Today is World Poetry Day and I wanted to write about poetry. It’s hard for me to do it and this is something that might never change. Every time I want to tell someone about a poetry book I read, I just find myself wanting to endlessly quote poems. What could I say more than what’s written there? How could I say it in a way that expresses everything I feel and does not shrink the value and beauty of the verses?
It’s not different for Natalie Diaz’s poetry. If you want to know anything about the poems in Postcolonial Love Poem, if you want to get an undistorted image, just read the poems. There is nothing that I could say to change that. What I can do is let you read the poems through me. In me, poetry becomes a confusing but revealing string of intellectual and emotional responses that stay around sometimes for long enough for me to understand them, sometimes just enough so I can know there was something – something I do not need to understand or be able to describe in order to experience. It’s hard for someone so rational to accept that rationality is sometimes futile and is even harder for someone so emotional to admit that ration doesn’t need to be cold, that ration can be kind and loving or angry and demanding. Poetry shows that there’s a fake, unnatural distinction between feeling and thinking just because it is so overwhelming to know that you don’t need to choose.
I think that Natalie Diaz’s writing is the perfect illustration of what I incoherently tried to articulate: it would be outward ignorance not to notice the care and precision in the language; and while that is a rational choice, the level of intimacy in the same language cannot arise from pure rationality. Diaz knows she writes for a public, so she’s structuring her poems so as not to miss the chance to get the message across to whomever might read them, but each poem seems a whisper, both soft and rough, to herself and her lover.
The title of the book (which is also the name of the opening poem) is as clear as it could be. There is love after colonialism. The people we’ve tried to kill and successfully decimated, the people we still don’t allow to reclaim their identity, the people we prefer to ignore because it is much easier than repenting, these people are not only alive, but they love, they love strongly and passionately and seductively. Could you still love after you’ve been stripped of everything you had and were?
At the intersection of multiple identities – Native American, Mexican, queer – Natalie Diaz navigates her own complexity in her poems, the complexity of her being and her feelings. And those feelings, despite the title, are not just love nor should they be. A love poem can still be a love poem and express anger, frustration, desire, or worry. She knows that in order to love and be loved, you need to have a body. A body of flesh. A body of water. A body of land. The body is forever entangled with the physicality of the world it was shaped by, not only with its spirituality. Therefore, to keep your body, you need anger and power. Being sexually desired by your oppressor can never be enough. you need to be more than an object of desire or an award-winning athlete to avoid complete erasure. You need to be able to choose and to be asked for consent, need to be allowed to exist within yourself before your existence is defined with respect to a framework that never recognizes you. These are basic human rights, but somewhere along the line we forgot about their universality. Human rights are something everyone should be provided with, they say. And the saying is the only thing that could ever prove they hold that belief.

----

> [TASK LIST]:
(1) In the essay on Postcolonial Love Poem, condense the paragraph that begins "The title of the book" into two or three sentences, keeping its main facts.
(2) Supply the next part of the essay on Postcolonial Love Poem, beginning right after its final sentence.

> [SOURCE MATERIAL]:
----

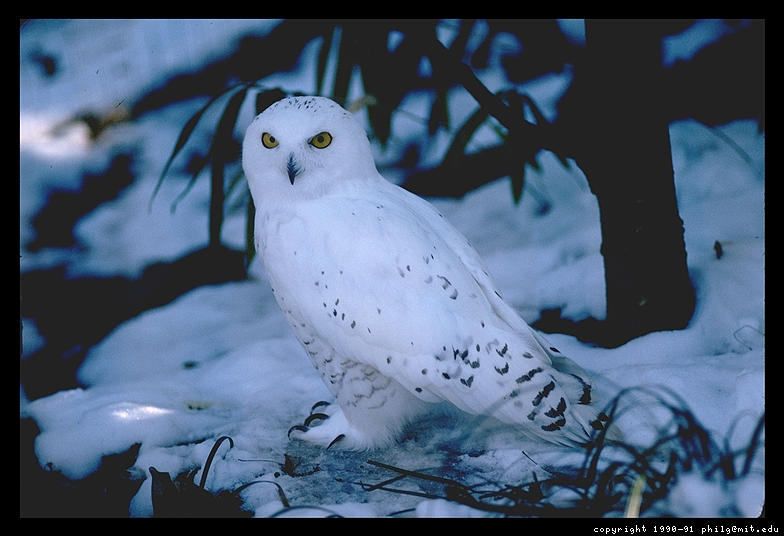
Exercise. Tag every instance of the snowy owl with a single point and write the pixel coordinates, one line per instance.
(391, 303)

----

> [SOLVED PROBLEMS]:
(1) The book's title, which is also the name of its opening poem, plainly says that there is love after colonialism. The people we tried to kill and decimated, still keep from reclaiming their identity, and prefer to ignore are not only alive but love strongly, passionately, and seductively. The paragraph closes by asking whether one could still love after being stripped of everything one had and was.

(2)
I feel like I keep rewriting the same thing over and over again. I can never say it well enough, loud enough. But that doesn’t mean we should stop. We should never stop.
They Don’t Love You Like I Love You
My mother said this to me
long before Beyoncé lifted the lyrics
from the Yeah Yeah Yeahs,
and what my mother meant by,
Don’t stray, what she knew
all about it – the way it feels to need
someone to love you, someone
not your kind, someone white,
some one some many who live
because so many of mine
have not, and further, live on top of
those of ours who don’t.
I’ll say, say, say,
I’ll say, say, say,
What is the United States if not a clot
of clouds? If not spilled milk? Or blood?
If not the place we once were
in the millions? America is ‘Maps’ –
Maps are ghosts: White and
layered with people and places I see through.
My mother has always known best,
knew that I’d been begging for them,
to lay my face against their white
laps, to be held in something more
than the load light of their projectors,
as they flicker themselves – sepia
or blue – all over my body.
All this time,
I thought my mother said, Wait,
as in, Give them a little more time
to know your worth,
when really, she said, Weight,
meaning heft, preparing me
for the yoke of myself,
the beast of my country’s burdens,
which is less worse than
my country’s plow. Yes,
when my mother said,
They don’t love you like I love you,
she meant,
Natalie, that doesn’t mean
you aren’t good.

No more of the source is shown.